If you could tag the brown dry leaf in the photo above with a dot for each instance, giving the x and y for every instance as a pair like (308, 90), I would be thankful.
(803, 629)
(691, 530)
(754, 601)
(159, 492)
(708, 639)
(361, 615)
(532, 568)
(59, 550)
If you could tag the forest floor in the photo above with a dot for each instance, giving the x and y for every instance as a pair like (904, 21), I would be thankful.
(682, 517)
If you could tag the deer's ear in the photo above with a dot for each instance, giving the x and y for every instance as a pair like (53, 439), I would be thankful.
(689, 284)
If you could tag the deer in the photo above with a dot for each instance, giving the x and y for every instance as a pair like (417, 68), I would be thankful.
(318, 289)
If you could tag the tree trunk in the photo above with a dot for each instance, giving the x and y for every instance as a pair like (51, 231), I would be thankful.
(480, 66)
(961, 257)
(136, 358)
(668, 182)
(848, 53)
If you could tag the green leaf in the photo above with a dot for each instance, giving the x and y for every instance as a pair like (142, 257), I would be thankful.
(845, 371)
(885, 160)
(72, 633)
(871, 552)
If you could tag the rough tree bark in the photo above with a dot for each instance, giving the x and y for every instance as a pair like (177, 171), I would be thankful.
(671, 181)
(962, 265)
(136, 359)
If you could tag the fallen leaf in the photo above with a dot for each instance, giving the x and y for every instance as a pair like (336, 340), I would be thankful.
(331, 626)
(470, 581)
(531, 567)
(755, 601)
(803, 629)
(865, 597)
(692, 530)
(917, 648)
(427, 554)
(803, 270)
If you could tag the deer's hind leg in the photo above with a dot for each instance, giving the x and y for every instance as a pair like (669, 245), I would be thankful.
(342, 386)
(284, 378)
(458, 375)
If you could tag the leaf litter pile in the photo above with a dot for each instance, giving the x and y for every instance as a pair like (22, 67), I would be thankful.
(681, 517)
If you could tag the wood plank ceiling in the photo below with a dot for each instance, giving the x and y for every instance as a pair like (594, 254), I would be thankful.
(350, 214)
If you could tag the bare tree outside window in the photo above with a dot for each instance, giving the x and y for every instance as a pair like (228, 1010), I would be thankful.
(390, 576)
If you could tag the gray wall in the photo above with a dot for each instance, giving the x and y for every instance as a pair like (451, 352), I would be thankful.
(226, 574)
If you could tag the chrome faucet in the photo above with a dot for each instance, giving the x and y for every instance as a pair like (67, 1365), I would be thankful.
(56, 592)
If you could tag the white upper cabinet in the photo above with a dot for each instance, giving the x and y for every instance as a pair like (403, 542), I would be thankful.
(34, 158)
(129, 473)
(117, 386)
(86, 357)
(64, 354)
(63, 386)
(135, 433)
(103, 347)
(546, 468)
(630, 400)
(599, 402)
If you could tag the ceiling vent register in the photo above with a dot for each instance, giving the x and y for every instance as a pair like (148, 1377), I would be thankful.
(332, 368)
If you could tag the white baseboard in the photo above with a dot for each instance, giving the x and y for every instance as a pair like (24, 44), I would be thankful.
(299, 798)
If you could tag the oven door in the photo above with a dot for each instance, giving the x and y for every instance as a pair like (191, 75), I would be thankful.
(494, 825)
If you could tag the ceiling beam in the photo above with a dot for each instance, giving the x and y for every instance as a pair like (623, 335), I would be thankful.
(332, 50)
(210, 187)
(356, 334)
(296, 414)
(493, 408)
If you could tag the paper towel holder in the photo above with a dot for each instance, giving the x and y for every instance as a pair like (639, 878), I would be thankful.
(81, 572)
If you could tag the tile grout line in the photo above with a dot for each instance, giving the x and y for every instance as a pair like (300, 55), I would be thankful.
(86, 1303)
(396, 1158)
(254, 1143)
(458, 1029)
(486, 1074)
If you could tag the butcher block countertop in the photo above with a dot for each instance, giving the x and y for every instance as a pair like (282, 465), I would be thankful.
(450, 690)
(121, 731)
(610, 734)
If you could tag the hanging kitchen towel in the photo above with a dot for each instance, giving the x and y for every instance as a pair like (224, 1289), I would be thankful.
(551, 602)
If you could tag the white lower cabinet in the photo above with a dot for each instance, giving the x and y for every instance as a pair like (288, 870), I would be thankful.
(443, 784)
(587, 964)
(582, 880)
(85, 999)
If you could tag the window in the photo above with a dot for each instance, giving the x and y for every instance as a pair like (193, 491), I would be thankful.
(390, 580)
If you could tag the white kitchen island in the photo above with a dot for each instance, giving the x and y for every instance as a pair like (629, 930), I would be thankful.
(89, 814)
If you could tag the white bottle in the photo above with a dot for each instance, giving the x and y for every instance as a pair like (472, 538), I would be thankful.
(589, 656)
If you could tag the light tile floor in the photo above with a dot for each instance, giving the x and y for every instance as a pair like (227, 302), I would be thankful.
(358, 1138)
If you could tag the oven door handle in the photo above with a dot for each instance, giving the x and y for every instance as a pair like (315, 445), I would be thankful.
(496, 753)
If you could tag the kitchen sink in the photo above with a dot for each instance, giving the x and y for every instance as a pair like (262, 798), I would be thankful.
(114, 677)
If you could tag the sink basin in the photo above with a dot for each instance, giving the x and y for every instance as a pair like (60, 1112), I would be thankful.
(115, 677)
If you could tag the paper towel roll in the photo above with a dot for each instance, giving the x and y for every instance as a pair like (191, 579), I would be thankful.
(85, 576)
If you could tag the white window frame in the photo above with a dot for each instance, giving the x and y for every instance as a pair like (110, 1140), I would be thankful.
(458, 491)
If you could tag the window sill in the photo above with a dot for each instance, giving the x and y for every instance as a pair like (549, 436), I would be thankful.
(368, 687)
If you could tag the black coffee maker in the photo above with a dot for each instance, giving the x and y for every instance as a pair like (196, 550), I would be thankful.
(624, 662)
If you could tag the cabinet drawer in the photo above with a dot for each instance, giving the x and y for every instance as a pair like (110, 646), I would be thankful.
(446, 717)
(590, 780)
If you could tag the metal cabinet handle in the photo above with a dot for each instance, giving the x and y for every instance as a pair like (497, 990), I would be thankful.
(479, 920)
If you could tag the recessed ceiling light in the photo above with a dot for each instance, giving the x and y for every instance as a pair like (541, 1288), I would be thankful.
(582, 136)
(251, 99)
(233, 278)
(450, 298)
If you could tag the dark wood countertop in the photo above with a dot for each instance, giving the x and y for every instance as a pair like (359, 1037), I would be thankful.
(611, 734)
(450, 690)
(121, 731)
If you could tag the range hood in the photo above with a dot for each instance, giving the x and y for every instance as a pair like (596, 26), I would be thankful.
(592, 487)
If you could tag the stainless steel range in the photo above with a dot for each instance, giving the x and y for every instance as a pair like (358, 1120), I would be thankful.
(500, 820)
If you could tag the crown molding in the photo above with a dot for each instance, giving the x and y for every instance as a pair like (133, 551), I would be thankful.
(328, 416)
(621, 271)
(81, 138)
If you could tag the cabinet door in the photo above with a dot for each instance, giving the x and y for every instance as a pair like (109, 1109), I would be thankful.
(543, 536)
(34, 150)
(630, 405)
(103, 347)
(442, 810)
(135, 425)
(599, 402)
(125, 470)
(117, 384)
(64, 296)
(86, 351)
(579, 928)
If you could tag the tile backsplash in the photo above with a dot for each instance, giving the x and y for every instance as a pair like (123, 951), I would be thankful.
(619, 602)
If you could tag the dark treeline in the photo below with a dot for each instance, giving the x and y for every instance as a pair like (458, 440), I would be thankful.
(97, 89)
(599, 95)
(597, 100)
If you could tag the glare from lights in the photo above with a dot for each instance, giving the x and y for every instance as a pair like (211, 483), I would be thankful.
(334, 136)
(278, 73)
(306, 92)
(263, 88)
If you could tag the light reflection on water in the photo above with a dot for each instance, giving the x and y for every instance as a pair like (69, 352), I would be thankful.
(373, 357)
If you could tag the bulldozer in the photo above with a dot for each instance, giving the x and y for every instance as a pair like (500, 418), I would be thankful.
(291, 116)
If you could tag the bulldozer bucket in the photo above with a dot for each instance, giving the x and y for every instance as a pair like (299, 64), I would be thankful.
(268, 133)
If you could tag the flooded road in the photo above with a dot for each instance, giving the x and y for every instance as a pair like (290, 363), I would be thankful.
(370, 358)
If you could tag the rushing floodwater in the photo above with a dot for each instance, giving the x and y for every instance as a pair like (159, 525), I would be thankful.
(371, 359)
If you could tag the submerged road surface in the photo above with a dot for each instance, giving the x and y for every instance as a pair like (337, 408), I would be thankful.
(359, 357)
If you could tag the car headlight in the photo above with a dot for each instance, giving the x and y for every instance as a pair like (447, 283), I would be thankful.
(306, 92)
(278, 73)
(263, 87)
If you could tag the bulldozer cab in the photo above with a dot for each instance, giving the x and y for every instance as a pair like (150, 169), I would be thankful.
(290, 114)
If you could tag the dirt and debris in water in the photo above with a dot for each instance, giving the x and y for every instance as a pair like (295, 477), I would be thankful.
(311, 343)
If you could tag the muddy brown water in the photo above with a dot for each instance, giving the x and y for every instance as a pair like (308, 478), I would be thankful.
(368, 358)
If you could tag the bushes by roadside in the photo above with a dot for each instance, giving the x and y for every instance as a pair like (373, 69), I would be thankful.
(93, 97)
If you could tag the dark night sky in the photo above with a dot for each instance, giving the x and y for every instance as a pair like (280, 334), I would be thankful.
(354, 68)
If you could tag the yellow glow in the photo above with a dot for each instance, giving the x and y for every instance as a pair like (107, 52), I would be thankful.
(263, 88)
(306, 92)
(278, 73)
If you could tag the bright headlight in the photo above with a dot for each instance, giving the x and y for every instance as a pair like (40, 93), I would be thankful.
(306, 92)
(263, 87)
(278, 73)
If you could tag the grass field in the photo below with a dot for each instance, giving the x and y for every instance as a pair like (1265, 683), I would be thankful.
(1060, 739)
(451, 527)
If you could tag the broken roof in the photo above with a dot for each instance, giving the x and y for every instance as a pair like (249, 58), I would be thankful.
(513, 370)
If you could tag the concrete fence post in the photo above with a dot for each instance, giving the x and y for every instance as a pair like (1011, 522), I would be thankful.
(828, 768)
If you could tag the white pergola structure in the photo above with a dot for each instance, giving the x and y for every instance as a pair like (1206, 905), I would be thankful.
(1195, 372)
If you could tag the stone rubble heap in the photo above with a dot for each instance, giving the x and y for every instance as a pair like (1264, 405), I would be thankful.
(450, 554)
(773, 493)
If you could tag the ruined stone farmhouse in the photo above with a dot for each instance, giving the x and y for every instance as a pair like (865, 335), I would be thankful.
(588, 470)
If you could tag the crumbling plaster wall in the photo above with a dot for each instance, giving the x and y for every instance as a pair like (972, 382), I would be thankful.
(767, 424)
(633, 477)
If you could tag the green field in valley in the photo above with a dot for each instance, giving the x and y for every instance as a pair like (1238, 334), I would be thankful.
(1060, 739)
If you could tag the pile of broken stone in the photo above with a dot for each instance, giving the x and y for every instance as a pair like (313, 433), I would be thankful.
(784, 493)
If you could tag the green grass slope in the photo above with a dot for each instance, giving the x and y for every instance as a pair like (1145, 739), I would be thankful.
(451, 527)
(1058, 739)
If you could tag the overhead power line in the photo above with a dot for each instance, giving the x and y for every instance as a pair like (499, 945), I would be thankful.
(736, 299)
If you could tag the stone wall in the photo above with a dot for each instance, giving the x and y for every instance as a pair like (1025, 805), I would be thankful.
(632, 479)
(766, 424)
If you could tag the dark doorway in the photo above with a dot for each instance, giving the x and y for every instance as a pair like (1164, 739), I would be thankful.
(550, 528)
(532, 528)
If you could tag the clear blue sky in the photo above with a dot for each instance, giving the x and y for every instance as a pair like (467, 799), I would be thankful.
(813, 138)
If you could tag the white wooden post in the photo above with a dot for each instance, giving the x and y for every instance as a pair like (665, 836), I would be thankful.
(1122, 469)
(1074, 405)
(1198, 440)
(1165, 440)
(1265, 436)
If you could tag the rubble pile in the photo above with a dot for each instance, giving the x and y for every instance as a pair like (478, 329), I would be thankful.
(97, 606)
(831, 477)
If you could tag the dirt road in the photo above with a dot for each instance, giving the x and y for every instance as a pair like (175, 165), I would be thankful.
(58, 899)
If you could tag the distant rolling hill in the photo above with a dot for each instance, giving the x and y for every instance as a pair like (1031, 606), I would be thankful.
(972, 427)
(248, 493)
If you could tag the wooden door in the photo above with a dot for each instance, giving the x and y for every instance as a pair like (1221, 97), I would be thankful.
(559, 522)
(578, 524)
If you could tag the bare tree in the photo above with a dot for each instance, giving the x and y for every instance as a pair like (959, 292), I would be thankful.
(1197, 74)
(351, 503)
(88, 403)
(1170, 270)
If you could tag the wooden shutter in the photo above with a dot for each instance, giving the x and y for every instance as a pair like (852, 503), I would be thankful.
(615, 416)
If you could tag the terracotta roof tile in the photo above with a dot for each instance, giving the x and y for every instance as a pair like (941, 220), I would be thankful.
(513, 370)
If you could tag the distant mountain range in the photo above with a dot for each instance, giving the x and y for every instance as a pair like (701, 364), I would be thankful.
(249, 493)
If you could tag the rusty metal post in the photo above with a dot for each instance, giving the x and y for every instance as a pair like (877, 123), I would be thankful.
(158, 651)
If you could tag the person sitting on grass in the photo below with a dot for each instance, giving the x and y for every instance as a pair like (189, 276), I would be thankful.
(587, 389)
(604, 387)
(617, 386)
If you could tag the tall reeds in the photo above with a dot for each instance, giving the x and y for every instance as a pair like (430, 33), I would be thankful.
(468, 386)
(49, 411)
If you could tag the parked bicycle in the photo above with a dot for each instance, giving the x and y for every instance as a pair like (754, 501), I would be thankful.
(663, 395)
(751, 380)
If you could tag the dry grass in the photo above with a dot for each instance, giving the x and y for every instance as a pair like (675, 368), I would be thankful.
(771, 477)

■ ■ ■ ■ ■

THE EXERCISE: Reproduce exactly, with nothing added, the lines from the one that contains "If you could tag the dirt road" to the end of the data.

PROBLEM SOLUTION:
If you could tag the dirt road in the photo above with a dot for each instance, giving the x and y for every instance as a pair like (175, 165), I would be thankful.
(58, 899)
If you could tag the distant rolling hill in the photo above with a dot for each instance, giving the x and y for every instance as a pair like (1031, 606), I would be thankful.
(972, 427)
(248, 493)
If you could tag the wooden door in the photo above with a dot for each instance, giving the x and y for every instance as a pair like (1221, 97), I would be thankful.
(559, 522)
(578, 524)
If you could tag the bare tree in the photo above with a dot for each instance, giving the x and y for every instance as a pair like (959, 292), I would be thankful.
(1197, 74)
(351, 503)
(88, 403)
(1170, 270)
If you could tag the wooden shutter in the photo above with a dot for each instance, giving the x and y for every instance as a pair like (852, 503), I would be thankful.
(615, 416)
If you could tag the terracotta roof tile in the photo above with a dot for each instance, giving the x and y for every instance as a pair like (941, 220), I would be thankful.
(513, 370)
If you could tag the distant mountain range in the photo above with a dot for each instance, giving the x and y for every instance as a pair like (701, 364), I would be thankful.
(249, 493)
If you could tag the rusty metal post in the photo above with a dot for each instance, giving the x and y for every instance as a pair like (877, 123), I would be thankful.
(158, 651)
If you could tag the person sitting on grass in the photo below with a dot for each instance, giving the x and y for every instance as a pair like (189, 276), I would be thankful.
(587, 389)
(604, 387)
(617, 386)
If you could tag the tall reeds in the photo above with a dot for each instance, giving the x and y for every instance as a pair like (430, 33), I would be thankful.
(468, 386)
(49, 411)
If you could tag the parked bicycle in the photo above with a dot for each instance, giving the x and y for every instance as a pair like (754, 501), I would be thankful.
(663, 395)
(751, 380)
If you could tag the dry grass in the photo above with a dot for each instance, giving the x and y for every instance as a pair like (675, 368), I would be thankful.
(771, 477)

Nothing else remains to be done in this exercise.